# The task:
Scan the entries below. Report each line where the string "blazer" occurs.

### Data extract ###

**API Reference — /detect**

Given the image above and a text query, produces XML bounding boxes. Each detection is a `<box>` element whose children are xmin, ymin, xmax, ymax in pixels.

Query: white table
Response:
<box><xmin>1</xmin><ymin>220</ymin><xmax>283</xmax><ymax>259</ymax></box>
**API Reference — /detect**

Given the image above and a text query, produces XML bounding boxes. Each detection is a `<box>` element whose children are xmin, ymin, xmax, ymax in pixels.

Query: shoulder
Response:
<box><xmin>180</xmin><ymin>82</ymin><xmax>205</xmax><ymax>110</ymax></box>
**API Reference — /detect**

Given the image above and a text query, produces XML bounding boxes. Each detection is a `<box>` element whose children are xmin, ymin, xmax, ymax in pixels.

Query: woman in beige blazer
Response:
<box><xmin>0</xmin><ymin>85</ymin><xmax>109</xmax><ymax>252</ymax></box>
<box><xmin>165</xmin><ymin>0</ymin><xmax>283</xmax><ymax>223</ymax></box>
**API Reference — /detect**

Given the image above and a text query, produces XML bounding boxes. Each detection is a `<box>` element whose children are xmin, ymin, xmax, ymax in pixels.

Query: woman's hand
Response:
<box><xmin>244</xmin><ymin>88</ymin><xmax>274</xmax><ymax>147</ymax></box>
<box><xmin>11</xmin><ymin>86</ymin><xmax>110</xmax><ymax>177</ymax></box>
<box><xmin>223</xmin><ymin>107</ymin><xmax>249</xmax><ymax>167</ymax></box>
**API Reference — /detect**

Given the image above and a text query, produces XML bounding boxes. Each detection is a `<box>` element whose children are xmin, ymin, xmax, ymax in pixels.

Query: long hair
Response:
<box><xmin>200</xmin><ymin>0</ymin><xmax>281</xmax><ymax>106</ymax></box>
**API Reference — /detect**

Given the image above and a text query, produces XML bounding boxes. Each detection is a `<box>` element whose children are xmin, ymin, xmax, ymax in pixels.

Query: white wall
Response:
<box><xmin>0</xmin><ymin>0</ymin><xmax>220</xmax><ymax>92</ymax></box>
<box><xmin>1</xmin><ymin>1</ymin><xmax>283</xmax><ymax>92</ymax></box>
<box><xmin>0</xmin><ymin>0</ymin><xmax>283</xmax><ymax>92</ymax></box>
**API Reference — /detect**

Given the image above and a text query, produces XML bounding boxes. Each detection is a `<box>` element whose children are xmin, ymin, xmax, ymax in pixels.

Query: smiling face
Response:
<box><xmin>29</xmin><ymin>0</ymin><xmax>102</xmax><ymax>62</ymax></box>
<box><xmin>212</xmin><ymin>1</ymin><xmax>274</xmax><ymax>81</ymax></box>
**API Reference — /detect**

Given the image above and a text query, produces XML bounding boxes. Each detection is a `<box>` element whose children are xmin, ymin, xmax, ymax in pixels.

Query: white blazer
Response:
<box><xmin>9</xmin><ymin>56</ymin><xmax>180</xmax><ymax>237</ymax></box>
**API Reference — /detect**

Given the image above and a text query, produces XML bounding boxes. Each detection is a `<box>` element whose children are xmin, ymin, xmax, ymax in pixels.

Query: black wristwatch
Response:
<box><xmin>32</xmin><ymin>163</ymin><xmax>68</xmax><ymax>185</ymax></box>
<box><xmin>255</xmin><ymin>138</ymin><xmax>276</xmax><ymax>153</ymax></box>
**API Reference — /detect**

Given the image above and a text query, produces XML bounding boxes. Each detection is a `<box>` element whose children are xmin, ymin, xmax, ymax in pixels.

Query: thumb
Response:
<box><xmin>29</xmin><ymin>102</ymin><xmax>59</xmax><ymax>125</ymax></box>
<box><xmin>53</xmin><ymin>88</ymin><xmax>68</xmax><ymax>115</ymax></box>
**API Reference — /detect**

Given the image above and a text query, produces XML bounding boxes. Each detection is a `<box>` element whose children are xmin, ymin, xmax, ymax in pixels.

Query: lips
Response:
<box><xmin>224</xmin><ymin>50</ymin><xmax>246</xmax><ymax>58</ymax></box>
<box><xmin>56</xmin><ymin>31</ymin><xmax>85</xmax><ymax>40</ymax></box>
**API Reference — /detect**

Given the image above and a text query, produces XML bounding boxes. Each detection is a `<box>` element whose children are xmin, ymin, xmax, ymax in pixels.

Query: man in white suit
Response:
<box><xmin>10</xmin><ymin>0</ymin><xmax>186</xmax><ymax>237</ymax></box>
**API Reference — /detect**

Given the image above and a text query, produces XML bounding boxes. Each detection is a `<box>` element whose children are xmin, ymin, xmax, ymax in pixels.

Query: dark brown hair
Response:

###

# The completed task:
Query: woman in beige blazer
Query: white blazer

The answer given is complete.